PASSAGE TO READ:
----
From the Futrell and Mahowald paper:

In fact, there is a long tradition of statistical approaches to language, and these traditions were deeply involved in the early development of language models.

Perhaps the most well-known such contribution is distributional semantics: the idea that the semantics of a word is related to the distribution over contexts in which that word appears, often cited to Firth (1957, p. 11), and developed more systematically by Harris (1954). This idea originates from the school of structuralist linguistics (Saussure, 1916; Bloomfield, 1926). Structuralist linguistics had as one theoretical aim the development of discovery procedures, which were formal procedures that could be applied to bodies of text in order to discover (and even define) linguistic structures (Harris, 1951). The most well-developed of these discovery procedures were statistical in nature. For example, Harris (1955) developed a theory of words and morphemes based on statistical co-occurrence patterns, including a procedure for discovering morpheme boundaries by effectively calculating transitional probabilities, an idea taken up again much later in the psycholinguistics of language learning (Saffran et al., 1996), and closely related to tokenization methods such as byte-pair encoding (Shibata et al., 1999; Tanaka-Ishii, 2021, Ch. 11). At issue was the relationship between grammatical structure and the observable statistical structure of a corpus of language—one of the core questions that linguists working on language models are interested in again today.
----
SUPPLIED INFORMATION:
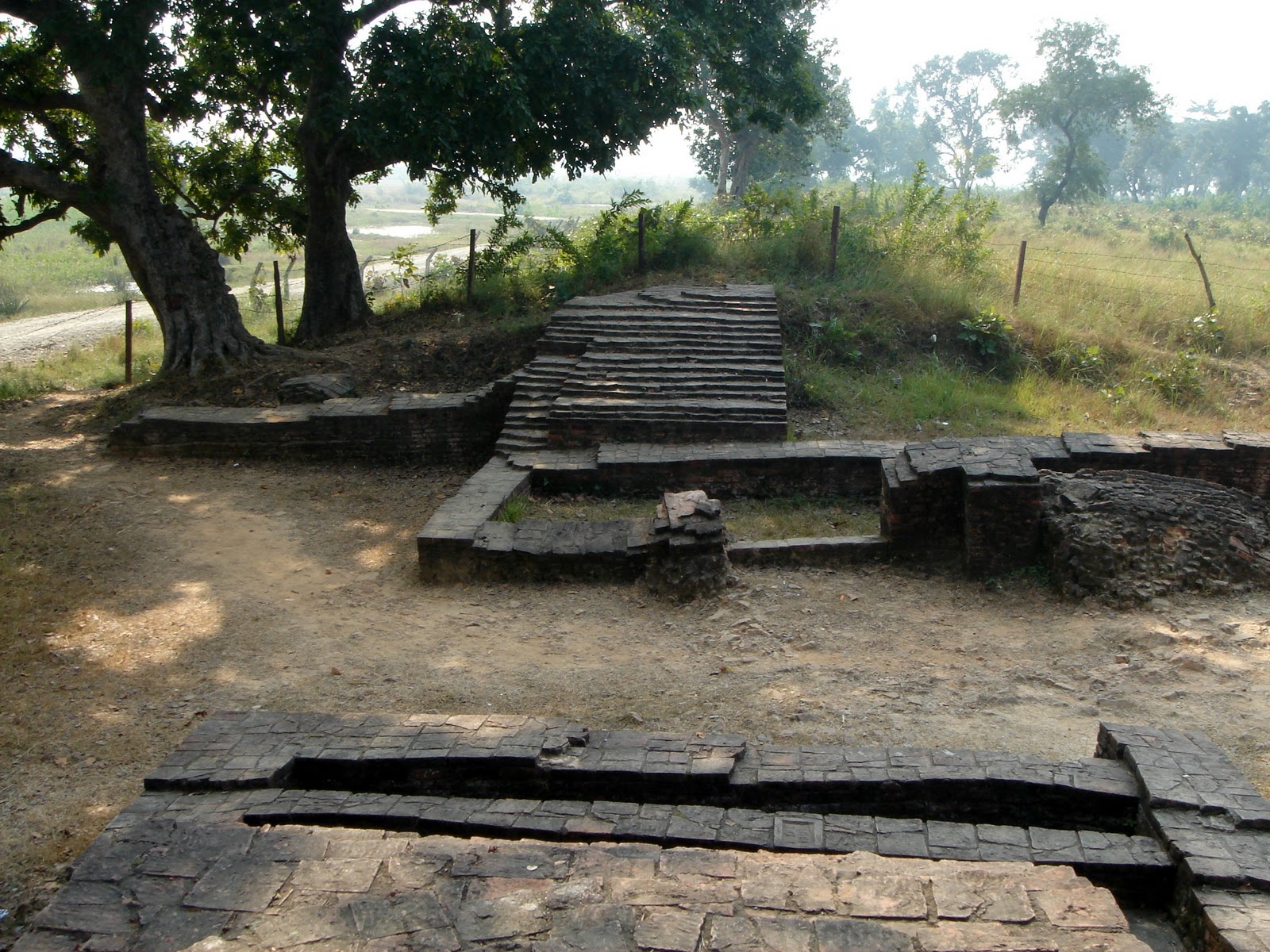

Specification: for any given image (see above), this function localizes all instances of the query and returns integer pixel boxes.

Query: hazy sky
[614,0,1270,176]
----
Reproduce the part of the passage on statistical approaches to language that opens with the words containing "From the Futrell" and closes with "of language models.". Work only from the passage on statistical approaches to language, not from the data.

RESULT OF THE EXERCISE:
From the Futrell and Mahowald paper:

In fact, there is a long tradition of statistical approaches to language, and these traditions were deeply involved in the early development of language models.